---- EXERCISE MATERIAL

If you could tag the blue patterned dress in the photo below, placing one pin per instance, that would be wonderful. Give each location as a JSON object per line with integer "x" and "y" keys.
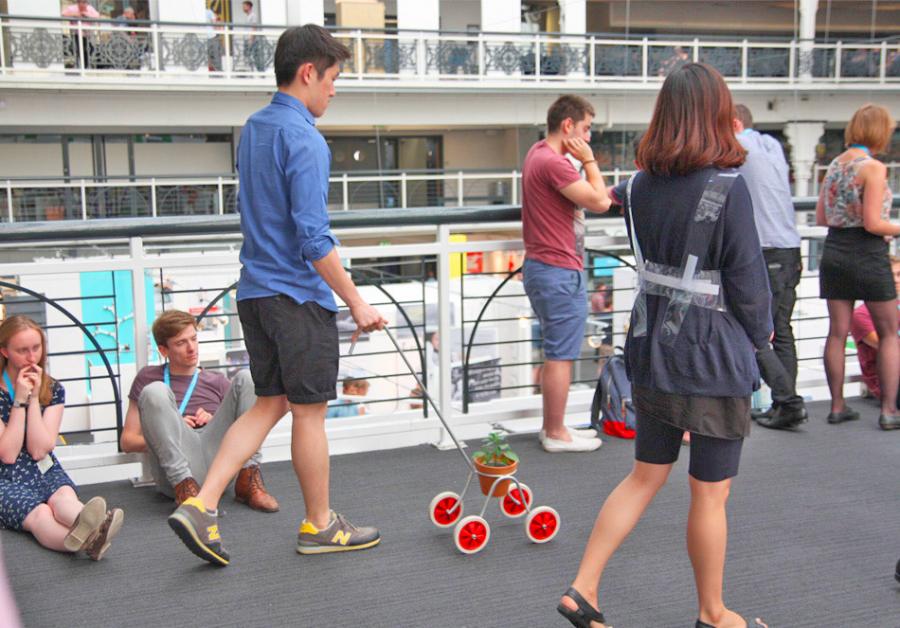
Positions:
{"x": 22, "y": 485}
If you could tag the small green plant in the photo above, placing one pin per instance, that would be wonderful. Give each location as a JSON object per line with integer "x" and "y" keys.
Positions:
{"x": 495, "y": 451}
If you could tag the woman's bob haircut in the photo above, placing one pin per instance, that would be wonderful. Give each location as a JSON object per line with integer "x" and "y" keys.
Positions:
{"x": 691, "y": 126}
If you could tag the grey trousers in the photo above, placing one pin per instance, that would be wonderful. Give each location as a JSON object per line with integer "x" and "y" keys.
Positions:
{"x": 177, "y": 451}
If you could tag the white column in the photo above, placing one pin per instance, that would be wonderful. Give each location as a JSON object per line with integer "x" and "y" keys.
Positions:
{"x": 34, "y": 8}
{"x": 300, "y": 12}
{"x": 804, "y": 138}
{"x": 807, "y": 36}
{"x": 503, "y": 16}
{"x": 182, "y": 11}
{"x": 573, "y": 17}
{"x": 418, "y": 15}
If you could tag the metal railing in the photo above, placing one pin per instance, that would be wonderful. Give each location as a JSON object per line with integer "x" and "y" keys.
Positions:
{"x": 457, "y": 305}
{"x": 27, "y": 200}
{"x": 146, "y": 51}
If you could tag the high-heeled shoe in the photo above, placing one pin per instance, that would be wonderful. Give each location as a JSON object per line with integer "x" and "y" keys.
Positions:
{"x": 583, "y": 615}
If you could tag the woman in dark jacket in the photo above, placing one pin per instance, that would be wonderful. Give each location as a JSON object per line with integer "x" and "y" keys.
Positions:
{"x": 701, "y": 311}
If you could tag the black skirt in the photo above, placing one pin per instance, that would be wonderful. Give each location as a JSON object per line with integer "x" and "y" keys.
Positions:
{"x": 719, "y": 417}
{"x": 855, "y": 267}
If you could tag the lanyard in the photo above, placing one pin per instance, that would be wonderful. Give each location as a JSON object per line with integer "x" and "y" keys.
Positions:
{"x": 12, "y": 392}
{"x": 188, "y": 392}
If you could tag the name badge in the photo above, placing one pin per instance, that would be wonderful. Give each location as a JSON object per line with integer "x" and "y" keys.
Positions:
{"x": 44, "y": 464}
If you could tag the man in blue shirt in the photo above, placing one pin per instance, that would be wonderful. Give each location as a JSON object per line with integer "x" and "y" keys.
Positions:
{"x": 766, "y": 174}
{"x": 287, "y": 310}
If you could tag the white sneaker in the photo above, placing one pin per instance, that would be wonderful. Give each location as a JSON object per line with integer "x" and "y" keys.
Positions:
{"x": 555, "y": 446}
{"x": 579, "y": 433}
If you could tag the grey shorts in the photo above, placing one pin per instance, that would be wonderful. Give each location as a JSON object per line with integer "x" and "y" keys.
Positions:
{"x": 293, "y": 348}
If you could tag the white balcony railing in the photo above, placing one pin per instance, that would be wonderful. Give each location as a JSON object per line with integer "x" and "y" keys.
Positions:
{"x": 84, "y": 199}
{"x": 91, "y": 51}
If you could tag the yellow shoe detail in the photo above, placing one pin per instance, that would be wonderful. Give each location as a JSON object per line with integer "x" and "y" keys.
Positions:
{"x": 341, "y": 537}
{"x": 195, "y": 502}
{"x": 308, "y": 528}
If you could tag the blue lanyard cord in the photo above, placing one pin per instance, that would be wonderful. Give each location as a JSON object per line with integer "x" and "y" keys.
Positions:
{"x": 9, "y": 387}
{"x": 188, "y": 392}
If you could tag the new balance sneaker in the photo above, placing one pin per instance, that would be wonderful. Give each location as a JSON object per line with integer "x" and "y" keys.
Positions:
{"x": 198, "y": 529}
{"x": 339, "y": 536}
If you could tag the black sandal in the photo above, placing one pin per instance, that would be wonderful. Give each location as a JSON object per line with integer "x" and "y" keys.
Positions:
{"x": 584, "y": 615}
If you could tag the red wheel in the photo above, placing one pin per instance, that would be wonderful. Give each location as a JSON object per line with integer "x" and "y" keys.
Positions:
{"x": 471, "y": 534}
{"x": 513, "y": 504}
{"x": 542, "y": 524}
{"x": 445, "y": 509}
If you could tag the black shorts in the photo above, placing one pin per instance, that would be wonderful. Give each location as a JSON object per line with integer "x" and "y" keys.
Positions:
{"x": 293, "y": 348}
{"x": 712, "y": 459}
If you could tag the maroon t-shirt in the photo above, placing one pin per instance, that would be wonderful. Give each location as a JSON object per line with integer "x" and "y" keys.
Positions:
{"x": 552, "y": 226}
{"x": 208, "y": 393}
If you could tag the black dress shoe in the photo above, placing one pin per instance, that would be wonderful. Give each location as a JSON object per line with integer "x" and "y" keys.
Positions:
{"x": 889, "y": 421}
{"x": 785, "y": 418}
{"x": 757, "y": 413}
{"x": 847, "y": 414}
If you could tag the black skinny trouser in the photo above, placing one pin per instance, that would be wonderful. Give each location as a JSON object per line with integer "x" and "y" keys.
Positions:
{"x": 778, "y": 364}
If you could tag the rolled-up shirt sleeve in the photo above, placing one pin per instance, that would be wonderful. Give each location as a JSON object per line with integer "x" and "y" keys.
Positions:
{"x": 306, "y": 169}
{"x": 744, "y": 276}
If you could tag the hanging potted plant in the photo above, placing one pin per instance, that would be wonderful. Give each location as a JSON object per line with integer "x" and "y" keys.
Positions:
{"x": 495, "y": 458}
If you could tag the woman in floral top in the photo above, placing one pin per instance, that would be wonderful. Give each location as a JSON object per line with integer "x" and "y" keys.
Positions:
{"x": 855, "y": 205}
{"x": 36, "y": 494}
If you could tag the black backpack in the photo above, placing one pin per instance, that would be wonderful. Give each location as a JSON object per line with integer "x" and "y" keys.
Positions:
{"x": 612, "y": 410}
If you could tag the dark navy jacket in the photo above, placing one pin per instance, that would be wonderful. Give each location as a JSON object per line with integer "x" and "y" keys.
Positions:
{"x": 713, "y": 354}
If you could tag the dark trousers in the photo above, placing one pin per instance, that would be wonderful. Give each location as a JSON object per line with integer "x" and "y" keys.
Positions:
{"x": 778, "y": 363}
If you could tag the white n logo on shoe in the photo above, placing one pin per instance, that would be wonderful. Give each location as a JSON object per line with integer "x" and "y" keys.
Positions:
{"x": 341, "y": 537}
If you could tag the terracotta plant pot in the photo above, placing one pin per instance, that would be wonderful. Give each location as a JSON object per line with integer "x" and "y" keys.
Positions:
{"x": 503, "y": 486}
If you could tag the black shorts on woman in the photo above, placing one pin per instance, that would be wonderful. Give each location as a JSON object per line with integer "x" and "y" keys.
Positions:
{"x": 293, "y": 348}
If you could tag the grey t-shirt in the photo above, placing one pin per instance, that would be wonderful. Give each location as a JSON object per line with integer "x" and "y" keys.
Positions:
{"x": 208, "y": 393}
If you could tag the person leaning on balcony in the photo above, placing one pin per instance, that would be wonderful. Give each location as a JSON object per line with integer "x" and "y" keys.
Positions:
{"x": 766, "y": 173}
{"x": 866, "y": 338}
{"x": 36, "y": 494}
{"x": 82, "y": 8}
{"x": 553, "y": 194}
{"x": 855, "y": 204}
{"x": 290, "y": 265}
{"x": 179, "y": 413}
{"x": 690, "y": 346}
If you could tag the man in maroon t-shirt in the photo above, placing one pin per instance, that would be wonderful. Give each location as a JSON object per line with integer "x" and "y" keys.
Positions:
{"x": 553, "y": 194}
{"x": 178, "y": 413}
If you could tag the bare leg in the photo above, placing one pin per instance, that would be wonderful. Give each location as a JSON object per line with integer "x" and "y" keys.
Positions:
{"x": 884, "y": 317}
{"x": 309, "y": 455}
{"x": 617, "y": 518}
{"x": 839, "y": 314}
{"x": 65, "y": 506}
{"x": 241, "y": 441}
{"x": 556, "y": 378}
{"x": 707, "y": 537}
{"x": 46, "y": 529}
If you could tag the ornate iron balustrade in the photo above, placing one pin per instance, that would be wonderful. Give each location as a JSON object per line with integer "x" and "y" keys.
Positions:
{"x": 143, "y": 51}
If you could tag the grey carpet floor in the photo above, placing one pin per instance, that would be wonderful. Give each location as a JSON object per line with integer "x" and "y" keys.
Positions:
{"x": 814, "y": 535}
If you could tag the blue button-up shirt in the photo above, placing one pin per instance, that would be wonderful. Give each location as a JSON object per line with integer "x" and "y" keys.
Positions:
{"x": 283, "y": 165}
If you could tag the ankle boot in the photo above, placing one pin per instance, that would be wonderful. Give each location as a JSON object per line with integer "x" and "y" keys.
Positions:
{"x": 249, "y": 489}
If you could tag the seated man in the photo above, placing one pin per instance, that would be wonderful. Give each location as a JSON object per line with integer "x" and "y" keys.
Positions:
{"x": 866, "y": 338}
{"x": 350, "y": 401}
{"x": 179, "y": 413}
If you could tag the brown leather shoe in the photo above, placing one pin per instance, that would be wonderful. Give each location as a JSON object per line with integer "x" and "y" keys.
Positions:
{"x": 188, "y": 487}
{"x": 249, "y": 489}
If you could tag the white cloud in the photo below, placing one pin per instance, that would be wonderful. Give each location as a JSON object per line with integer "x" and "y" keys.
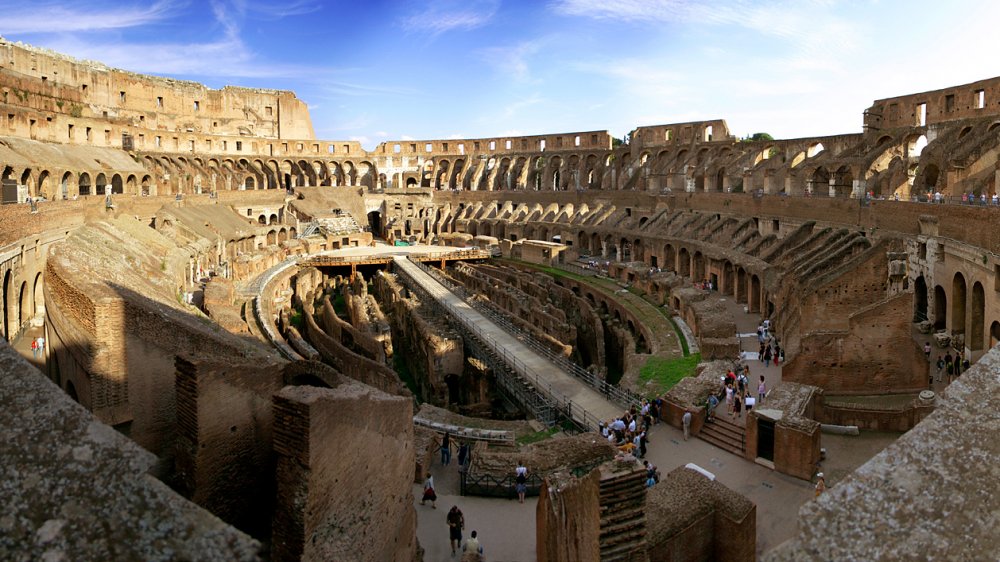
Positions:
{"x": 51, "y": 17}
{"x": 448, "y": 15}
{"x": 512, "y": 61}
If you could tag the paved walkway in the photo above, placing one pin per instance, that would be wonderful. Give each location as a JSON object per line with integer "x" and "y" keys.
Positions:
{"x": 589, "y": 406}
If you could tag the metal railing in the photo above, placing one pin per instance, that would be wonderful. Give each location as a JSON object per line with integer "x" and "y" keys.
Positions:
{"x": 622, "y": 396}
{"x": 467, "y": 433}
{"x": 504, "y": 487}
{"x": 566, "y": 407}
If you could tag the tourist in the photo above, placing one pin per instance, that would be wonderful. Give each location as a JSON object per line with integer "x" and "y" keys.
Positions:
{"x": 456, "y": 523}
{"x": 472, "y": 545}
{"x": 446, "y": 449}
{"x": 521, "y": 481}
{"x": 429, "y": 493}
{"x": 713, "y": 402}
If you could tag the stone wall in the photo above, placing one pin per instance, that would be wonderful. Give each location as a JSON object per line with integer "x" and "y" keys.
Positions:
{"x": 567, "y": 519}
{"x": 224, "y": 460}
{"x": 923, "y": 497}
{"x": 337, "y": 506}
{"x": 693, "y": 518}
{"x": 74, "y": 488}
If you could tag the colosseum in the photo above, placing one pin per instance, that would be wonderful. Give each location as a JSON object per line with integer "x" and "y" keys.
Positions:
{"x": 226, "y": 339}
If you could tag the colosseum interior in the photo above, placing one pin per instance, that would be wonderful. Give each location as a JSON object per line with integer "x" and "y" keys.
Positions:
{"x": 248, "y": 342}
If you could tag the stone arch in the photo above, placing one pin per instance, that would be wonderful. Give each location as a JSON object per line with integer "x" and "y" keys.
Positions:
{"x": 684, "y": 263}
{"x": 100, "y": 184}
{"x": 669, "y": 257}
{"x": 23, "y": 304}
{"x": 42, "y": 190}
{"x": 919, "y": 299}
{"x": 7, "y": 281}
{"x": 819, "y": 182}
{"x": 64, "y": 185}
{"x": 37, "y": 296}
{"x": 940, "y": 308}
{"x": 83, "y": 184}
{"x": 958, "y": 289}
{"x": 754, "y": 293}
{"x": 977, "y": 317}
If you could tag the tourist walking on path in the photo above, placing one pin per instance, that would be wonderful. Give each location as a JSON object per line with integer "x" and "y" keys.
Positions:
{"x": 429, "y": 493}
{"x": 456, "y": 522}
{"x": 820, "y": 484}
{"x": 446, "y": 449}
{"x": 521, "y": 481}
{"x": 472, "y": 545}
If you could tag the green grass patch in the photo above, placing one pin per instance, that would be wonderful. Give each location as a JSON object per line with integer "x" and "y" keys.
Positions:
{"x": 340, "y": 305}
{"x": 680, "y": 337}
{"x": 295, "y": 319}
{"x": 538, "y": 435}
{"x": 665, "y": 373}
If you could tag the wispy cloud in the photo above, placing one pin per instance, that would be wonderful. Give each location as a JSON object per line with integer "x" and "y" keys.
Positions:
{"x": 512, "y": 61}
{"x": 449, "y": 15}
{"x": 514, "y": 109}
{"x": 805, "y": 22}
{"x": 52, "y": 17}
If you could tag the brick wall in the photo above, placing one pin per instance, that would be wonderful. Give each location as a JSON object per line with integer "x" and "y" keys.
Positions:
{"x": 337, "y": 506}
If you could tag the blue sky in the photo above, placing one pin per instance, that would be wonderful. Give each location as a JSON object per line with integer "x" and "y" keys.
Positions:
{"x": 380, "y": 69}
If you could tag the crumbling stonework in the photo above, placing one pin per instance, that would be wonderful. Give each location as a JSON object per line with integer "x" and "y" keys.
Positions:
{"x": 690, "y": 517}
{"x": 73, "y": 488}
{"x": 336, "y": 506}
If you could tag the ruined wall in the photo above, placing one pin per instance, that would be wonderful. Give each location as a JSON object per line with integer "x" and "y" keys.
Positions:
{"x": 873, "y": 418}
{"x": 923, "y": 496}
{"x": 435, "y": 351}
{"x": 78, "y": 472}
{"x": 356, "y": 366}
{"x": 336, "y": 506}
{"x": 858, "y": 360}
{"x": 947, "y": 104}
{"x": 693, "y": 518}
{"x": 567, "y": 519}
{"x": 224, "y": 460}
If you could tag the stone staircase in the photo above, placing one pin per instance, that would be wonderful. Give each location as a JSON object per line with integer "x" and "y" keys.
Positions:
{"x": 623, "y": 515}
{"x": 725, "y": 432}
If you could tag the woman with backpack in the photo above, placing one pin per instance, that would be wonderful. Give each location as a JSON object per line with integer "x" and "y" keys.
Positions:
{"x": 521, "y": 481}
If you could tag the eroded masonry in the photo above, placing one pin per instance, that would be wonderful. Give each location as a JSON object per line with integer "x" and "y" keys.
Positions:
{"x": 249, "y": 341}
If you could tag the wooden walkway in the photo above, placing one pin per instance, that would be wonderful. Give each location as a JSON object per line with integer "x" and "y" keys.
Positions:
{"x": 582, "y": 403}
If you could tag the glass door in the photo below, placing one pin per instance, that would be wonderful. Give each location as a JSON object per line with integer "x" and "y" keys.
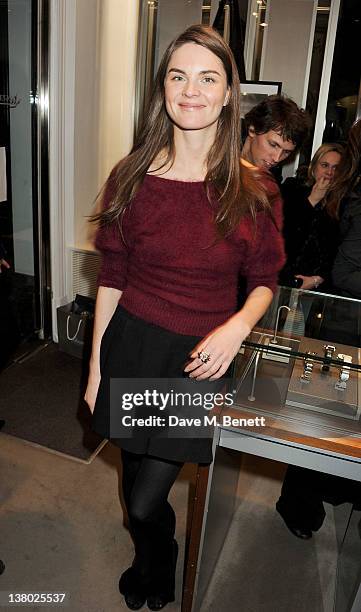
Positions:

--------

REQUIRED WORK: What do the lines above say from the line containing "If you could tag the crumbling" through the last line? Quote them exactly, both ends included, and leave out the pictures.

REPLY:
If you could tag the crumbling stonework in the photo above, placing one pin per instance, that would be wonderful. Give each location as a JSON object per line with integer "x" and "y" keys.
Positions:
{"x": 690, "y": 517}
{"x": 73, "y": 488}
{"x": 336, "y": 506}
If you could tag the ruined wall in the photo above, placing one pin per instance, that would be wonderful. Give each location as a JSON object per line with integer "x" and "y" keys.
Positions:
{"x": 873, "y": 418}
{"x": 923, "y": 496}
{"x": 435, "y": 351}
{"x": 78, "y": 472}
{"x": 356, "y": 366}
{"x": 336, "y": 506}
{"x": 858, "y": 360}
{"x": 947, "y": 104}
{"x": 693, "y": 518}
{"x": 567, "y": 519}
{"x": 224, "y": 460}
If you could tag the stone staircase in the photo above, placing one pin per instance, that would be wonderful. Give each location as a JSON object per line with integer "x" and "y" keys.
Positions:
{"x": 623, "y": 515}
{"x": 725, "y": 432}
If you could tag the woman with backpack in the photo above, placing one pin per instance, that would be wonderful. Give each location as a JSON object per line with integer "x" and "y" keys.
Positions:
{"x": 521, "y": 481}
If you could tag the eroded masonry in the photo above, placing one pin per instance, that would be wonderful. Give each location as a JSON object per line with integer "x" and "y" keys.
Positions:
{"x": 249, "y": 341}
If you could tag the wooden walkway in the photo above, placing one pin per instance, that would be wonderful. Give each location as a JSON object per line with integer "x" and "y" keys.
Positions:
{"x": 582, "y": 403}
If you could tag the glass door in the photo below, placing one pin per instance, that would be wonderful. Give each location as a JSON object per line with integer "x" and "y" keys.
Positions:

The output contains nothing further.